TEXTE SOURCE:
A.M. : Les revendications des Notaires aujourd’hui vont bien au-delà des simples réformes techniques : elles traduisent une aspiration profonde à la reconnaissance, à la protection et à la revalorisation d’une profession essentielle à l’équilibre juridique et économique du pays.

 Les revendications des Notaires sont simples et légitimes :

*Revaloriser le métier, en reconnaissant pleinement sa technicité, sa responsabilité et sa contribution à la paix sociale,

*Alléger son quotidien, en l’accompagnant face à une charge de travail devenue écrasante,

*Renforcer sa sécurité juridique et institutionnelle, en assurant une protection réelle par la loi et par son Conseil régional,

*Le conforter dans sa relation avec l’administration, en facilitant les échanges, en fluidifiant les procédures, et en affirmant son rôle d’interlocuteur officiel,

Et surtout, lui redonner la place qu’il mérite, en tant qu’acteur-clé du système économique.

Le notariat n’est pas un simple rouage administratif. C’est un corps professionnel stratégique, qui sécurise les transactions, protège les citoyens et participe directement à la stabilité et à la croissance du pays. Alors, donnons au Notaire ce qu’il mérite : la reconnaissance, les moyens et la confiance. Parce qu’un notariat fort, c’est un État fort. 

Challenge : Enfin, vous venez de déposer officiellement votre candidature à la présidence du Conseil national des notaires, dont les élections sont prévues le 13 Juin. Quelles sont les motivations qui vous poussent à briguer ce poste et quelles seraient vos priorités si vous étiez élue ?

A.M. : Forte de mon expérience en tant que membre, puis Présidente du Conseil régional des notaires de Casablanca, je me sens  prête aujourd’hui à défendre l’intérêt collectif des Notaires du Royaume, à renforcer notre voix auprès des pouvoirs publics et à faire évoluer nos pratiques dans un esprit de solidarité et d’efficacité, je me sens aujourd’hui investie d’un devoir de service au bénéfice de tous mes confrères et consœurs et mon objectif premier est de servir la profession et de représenter le notariat avec honneur .

Je mettrai à profit l’expérience acquise à Casablanca en continuant de défendre les intérêts de tous les notaires du royaume, en concertation étroite avec les conseils régionaux. Mon ambition est claire, c’est celle d’assurer la continuité d’une action déjà engagée localement, tout en apportant une vision unifiée pour faire progresser notre profession dans son ensemble.

CONSIGNE A: Reprenez tout le passage de l'entretien sur le notariat, depuis "Challenge : Enfin, vous" jusqu'à "étiez élue ?", en remplaçant "candidature" par "demande".

DONNÉES FOURNIES:
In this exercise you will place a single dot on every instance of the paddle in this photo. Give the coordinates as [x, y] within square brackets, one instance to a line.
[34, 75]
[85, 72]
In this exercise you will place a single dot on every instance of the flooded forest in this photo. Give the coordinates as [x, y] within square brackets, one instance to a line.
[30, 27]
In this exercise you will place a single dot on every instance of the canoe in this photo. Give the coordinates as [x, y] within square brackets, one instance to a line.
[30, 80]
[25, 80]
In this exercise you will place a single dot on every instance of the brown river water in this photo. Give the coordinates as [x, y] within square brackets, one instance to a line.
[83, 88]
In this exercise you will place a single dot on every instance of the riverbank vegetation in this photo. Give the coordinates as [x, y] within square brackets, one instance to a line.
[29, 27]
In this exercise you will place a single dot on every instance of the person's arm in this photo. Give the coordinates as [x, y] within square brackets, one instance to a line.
==
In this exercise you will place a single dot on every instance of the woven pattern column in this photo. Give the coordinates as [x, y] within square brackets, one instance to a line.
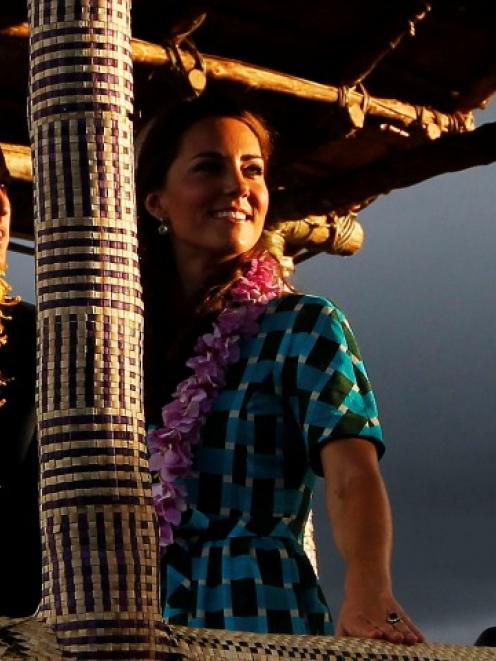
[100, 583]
--
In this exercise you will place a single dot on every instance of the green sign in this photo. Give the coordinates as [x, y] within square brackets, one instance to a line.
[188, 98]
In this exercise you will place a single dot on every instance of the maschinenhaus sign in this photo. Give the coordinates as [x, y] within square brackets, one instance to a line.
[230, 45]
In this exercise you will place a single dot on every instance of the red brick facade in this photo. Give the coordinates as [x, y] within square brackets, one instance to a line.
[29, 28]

CONSIGNE B: Relevez chaque ligne des enregistrements où figure la chaîne "column", en tenant compte de la casse.

RÉPONSE A:
Challenge : Enfin, vous venez de déposer officiellement votre demande à la présidence du Conseil national des notaires, dont les élections sont prévues le 13 Juin. Quelles sont les motivations qui vous poussent à briguer ce poste et quelles seraient vos priorités si vous étiez élue ?

RÉPONSE B:
In this exercise you will place a single dot on every instance of the woven pattern column in this photo. Give the coordinates as [x, y] within square brackets, one instance to a line.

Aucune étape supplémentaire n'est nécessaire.